━━ DOCUMENT EXCERPT

How to set the DPI of Java Swing apps on Windows/Linux?

Searene picture Searene · Mar 27, 2013 · Viewed 52.4k times · Source

If you have an monitor with a DPI over 150 (such as Macbook Pro), you may also find the problem: the font on the Java Swing app is too small for high DPI monitor, and I cannot change the font size at all ( It ignores the Windows DPI directly, only displaying the very original DPI-->96 ). I can do nothing but changing the screen resolution, which could absolutely make everything blurry on LCD.

Yes, I have a laptop with a high DPI monitor, 15.6' with 1920x1080 resolution, some Java desktop apps look very small on my laptop, such as Matlab, Burpsuite etc. I have been searching the Internet for a very very long time, but still cannot find a method for the problem. I know I can change the JRE fonts through JRE_HOME/lib/font/fontconfig.properties.src, but I cannot find any place to set the default font size or DPI for Java desktop fonts.

Does the problem have no solution? Do you have a high DPI monitor? How do you do with such apps? Does Swing give up high DPI users?

━━━━
━━ DATA SECTION

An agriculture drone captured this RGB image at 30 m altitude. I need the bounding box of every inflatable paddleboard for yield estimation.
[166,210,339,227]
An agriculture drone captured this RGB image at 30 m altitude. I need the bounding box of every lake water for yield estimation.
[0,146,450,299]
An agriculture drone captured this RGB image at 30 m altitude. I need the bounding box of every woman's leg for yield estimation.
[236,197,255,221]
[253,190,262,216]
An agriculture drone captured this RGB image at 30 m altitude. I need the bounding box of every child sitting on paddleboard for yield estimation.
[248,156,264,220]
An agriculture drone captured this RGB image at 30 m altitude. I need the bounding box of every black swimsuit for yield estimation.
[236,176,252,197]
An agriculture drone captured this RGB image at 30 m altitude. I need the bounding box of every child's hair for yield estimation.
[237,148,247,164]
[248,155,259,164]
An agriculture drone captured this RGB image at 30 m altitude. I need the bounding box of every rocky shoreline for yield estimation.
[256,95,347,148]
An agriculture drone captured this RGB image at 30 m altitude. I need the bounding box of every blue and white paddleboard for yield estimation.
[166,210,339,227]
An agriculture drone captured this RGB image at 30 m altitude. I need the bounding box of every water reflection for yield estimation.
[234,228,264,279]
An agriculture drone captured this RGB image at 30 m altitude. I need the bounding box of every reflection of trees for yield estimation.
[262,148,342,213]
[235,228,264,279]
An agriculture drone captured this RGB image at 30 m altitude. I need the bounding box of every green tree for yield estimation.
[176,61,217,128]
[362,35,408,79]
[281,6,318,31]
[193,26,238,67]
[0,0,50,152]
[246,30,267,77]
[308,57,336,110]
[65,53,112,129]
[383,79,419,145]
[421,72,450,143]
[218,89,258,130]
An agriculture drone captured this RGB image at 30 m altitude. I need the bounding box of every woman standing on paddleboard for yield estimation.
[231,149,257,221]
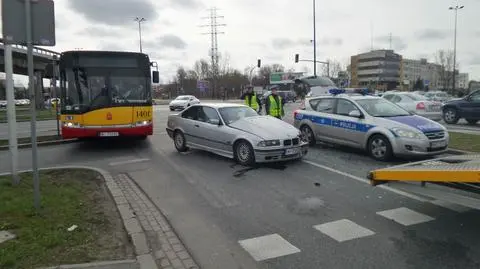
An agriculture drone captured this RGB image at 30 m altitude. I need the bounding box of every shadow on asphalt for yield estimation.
[69,138,150,152]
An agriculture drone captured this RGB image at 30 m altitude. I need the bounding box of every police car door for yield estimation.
[310,97,335,142]
[332,98,366,147]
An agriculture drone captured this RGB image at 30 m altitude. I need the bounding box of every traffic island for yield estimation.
[0,169,135,269]
[0,135,78,150]
[449,132,480,154]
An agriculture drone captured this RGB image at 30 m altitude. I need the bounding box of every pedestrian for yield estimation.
[240,85,262,113]
[265,85,285,119]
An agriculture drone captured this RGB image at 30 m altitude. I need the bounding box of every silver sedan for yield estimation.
[167,103,308,165]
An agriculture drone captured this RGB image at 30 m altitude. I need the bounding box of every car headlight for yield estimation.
[391,128,423,139]
[257,140,280,147]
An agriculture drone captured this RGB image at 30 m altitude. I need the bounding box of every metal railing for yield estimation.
[0,38,60,60]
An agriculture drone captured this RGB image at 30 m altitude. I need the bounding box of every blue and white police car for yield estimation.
[294,89,449,161]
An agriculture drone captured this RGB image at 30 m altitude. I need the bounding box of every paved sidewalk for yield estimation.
[112,174,199,269]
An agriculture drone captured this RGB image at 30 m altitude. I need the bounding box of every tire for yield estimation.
[233,140,255,166]
[300,125,317,146]
[367,134,393,161]
[467,119,478,125]
[173,131,188,152]
[443,108,460,124]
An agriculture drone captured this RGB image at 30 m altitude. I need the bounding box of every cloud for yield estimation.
[298,37,343,47]
[69,0,158,26]
[170,0,204,9]
[78,26,122,37]
[145,34,187,50]
[374,35,408,51]
[272,38,297,49]
[415,29,448,40]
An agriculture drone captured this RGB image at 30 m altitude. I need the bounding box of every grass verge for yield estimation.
[0,135,62,146]
[0,108,57,123]
[0,169,133,269]
[449,132,480,152]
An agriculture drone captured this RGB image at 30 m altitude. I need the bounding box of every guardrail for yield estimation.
[0,38,60,59]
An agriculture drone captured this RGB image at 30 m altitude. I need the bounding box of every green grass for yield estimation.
[449,132,480,152]
[0,107,56,123]
[0,170,131,269]
[0,135,62,146]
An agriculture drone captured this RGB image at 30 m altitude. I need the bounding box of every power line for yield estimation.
[201,7,226,98]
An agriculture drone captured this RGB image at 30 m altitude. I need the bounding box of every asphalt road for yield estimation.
[0,104,480,139]
[0,103,480,269]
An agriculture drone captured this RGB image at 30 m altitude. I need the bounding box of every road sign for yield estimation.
[2,0,55,46]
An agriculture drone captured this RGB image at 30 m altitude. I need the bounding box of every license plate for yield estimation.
[285,148,300,155]
[430,140,447,148]
[98,132,118,137]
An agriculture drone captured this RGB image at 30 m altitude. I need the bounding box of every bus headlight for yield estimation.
[63,121,82,128]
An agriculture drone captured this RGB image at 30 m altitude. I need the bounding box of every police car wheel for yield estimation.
[234,140,255,166]
[368,135,393,161]
[173,131,188,152]
[300,125,317,146]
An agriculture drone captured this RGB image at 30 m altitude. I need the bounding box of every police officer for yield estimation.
[240,85,262,112]
[265,85,285,119]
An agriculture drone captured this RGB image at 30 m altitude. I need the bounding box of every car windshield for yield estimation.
[405,93,427,101]
[357,98,411,117]
[218,106,258,124]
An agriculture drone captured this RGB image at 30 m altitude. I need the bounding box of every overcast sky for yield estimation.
[6,0,480,84]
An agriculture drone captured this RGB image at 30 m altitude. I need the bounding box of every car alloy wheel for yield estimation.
[443,108,458,124]
[368,135,392,161]
[235,141,254,166]
[300,125,316,146]
[173,131,188,152]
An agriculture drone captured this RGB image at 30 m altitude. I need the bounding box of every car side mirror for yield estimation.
[348,110,362,118]
[152,71,160,83]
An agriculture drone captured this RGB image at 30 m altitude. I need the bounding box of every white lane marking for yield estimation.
[377,207,435,226]
[238,234,300,261]
[432,200,471,213]
[303,160,429,202]
[108,158,150,166]
[313,219,375,243]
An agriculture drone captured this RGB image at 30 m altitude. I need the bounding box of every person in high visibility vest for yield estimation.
[265,85,285,119]
[240,85,262,113]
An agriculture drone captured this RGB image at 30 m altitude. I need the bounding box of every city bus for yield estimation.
[59,51,159,139]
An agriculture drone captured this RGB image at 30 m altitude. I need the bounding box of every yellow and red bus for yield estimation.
[59,51,159,139]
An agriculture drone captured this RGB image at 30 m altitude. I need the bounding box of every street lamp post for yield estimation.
[448,5,464,92]
[313,0,317,77]
[135,17,146,53]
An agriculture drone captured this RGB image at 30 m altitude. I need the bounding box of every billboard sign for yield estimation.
[270,72,303,84]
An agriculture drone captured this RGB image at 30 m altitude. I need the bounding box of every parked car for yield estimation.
[424,91,452,103]
[382,92,442,121]
[166,103,308,165]
[442,90,480,124]
[168,95,200,111]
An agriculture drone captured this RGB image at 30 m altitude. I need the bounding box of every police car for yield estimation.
[294,89,449,161]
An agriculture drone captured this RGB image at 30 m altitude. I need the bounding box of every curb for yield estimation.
[0,165,157,269]
[0,138,79,151]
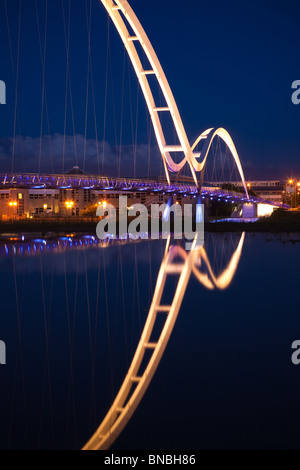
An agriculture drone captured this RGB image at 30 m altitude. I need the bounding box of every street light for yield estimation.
[66,201,74,216]
[8,201,18,218]
[288,178,300,209]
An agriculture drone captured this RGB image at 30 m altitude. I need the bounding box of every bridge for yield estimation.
[0,173,288,207]
[0,0,290,450]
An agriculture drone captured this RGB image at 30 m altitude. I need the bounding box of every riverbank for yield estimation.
[0,211,300,234]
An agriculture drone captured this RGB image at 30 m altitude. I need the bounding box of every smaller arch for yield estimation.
[192,127,249,199]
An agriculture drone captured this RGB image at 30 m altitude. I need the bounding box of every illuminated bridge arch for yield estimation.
[101,0,248,197]
[84,233,245,450]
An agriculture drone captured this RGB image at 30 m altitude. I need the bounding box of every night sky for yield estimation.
[0,0,300,180]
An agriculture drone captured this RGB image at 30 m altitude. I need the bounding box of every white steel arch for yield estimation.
[101,0,248,197]
[83,233,245,450]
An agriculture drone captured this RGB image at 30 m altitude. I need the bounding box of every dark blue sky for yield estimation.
[0,0,300,179]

━━━━

TO DO: Decide whether each statement agrees with the question about setting the DPI of Java Swing apps, and give yes or no along with the exact words from it that settle the matter. (a) The laptop's screen has a resolution of 1920x1080. (b) The poster found where to set the default font size in the JRE font configuration file. (c) Changing the screen resolution keeps everything sharp on an LCD.

WRITTEN SOLUTION:
(a) Yes: "15.6' with 1920x1080 resolution"
(b) No: "but I cannot find any place to set the default font size or DPI for Java desktop fonts"
(c) No: "which could absolutely make everything blurry on LCD"